### Required work
Write out each line exactly as it stands, please.
─── Supplied material
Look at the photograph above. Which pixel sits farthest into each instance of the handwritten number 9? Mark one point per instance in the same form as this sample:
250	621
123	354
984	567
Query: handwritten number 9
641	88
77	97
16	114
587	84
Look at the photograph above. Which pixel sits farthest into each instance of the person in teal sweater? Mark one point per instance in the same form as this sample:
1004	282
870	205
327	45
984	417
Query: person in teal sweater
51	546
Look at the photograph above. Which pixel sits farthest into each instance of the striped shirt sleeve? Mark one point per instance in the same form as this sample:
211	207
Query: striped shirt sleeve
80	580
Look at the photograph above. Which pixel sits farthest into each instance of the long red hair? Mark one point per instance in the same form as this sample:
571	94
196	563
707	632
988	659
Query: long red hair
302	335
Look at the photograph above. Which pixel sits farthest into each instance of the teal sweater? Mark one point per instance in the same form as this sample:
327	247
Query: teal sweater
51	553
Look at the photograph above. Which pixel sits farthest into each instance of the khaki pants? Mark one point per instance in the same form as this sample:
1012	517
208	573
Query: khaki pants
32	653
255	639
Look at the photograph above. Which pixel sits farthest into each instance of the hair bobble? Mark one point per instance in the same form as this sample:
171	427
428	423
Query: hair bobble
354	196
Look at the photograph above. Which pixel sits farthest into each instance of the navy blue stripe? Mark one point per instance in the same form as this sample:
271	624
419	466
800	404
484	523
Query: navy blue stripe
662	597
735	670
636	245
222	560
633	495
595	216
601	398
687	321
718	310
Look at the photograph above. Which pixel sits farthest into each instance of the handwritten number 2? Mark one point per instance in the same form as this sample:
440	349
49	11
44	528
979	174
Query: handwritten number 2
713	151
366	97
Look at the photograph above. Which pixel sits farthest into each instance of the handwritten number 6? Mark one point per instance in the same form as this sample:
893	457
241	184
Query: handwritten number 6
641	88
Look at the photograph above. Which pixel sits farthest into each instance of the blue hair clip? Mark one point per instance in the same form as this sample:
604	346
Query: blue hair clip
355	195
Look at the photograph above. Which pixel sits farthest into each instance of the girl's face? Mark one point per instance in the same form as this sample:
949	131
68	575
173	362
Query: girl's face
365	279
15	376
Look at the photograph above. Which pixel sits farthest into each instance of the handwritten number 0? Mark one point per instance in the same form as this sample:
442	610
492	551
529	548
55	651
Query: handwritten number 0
──────
### Finished task
Look at the photograph above. Which pixel sits farthest into each instance of the handwritten number 9? Mark one point per instance in the same form as this sample:
250	621
123	354
984	567
Query: handwritten number 9
641	88
77	97
16	114
587	84
Look at the photograph above. Which pixel sits farthest into each instance of the person in teal sweater? Mark one point per instance in the same form as this sample:
1004	282
870	205
327	45
984	417
Query: person in teal sweater
51	546
Look at the photograph above. Which pixel sits farthest into each instance of the striped shirt sleeve? Mark one point per instance in the same form as this sample:
211	207
Query: striped shirt sleeve
80	580
Look at the photograph above. Which pixel sits farthest into each instance of the long red hair? Mark one point per instance in the same form as this sample:
571	94
196	563
707	632
988	659
Query: long red hair
302	335
Look at the photograph above. Which pixel sits farthest into each instance of the teal sweater? Mark one point per instance in the same form as this sample:
327	247
Query: teal sweater
51	553
Look at the photograph above. Which pixel sits farthest into each instance of the khaki pants? Mark one point per instance in the same form as this sample:
1012	517
208	573
Query: khaki pants
32	653
255	639
Look at the photograph above. Which pixel sits farthest into each instance of the hair bobble? Mark one point per instance in the same form as this sample:
171	427
428	423
Query: hair bobble
354	196
Look at the photograph above. Which pixel sits farthest into each instance of the navy blue stripe? Mark one point per instance in the same form as this sample:
271	624
419	466
800	404
484	523
Query: navy blue stripe
662	597
735	670
636	245
222	560
633	495
595	216
601	398
687	321
718	310
Look at the photograph above. Which pixel sits farthest into each instance of the handwritten number 2? Mark one point per instance in the same form as this sample:
440	349
49	11
44	528
979	174
Query: handwritten number 2
713	151
366	97
Look at the photograph above. Which pixel sits farthest into each instance of the handwritten number 6? Mark one point per instance in the same form as this sample:
893	457
241	184
Query: handwritten number 6
641	88
Look at the photograph above. Which pixel sits farthest into each instance of the blue hair clip? Mark one point per instance in the same form as this sample:
604	346
Query: blue hair clip
355	195
Look at the photograph above. Which pixel sits farthest into each instance of the girl's face? Mark one point per instance in the same form as this sample:
949	131
68	575
173	362
Query: girl's face
365	279
15	376
Look at the photograph above. Which pixel sits farthest into each instance of the handwritten number 0? Mark one point per instance in the same form as this sample:
442	610
492	551
529	548
55	651
Query: handwritten number 0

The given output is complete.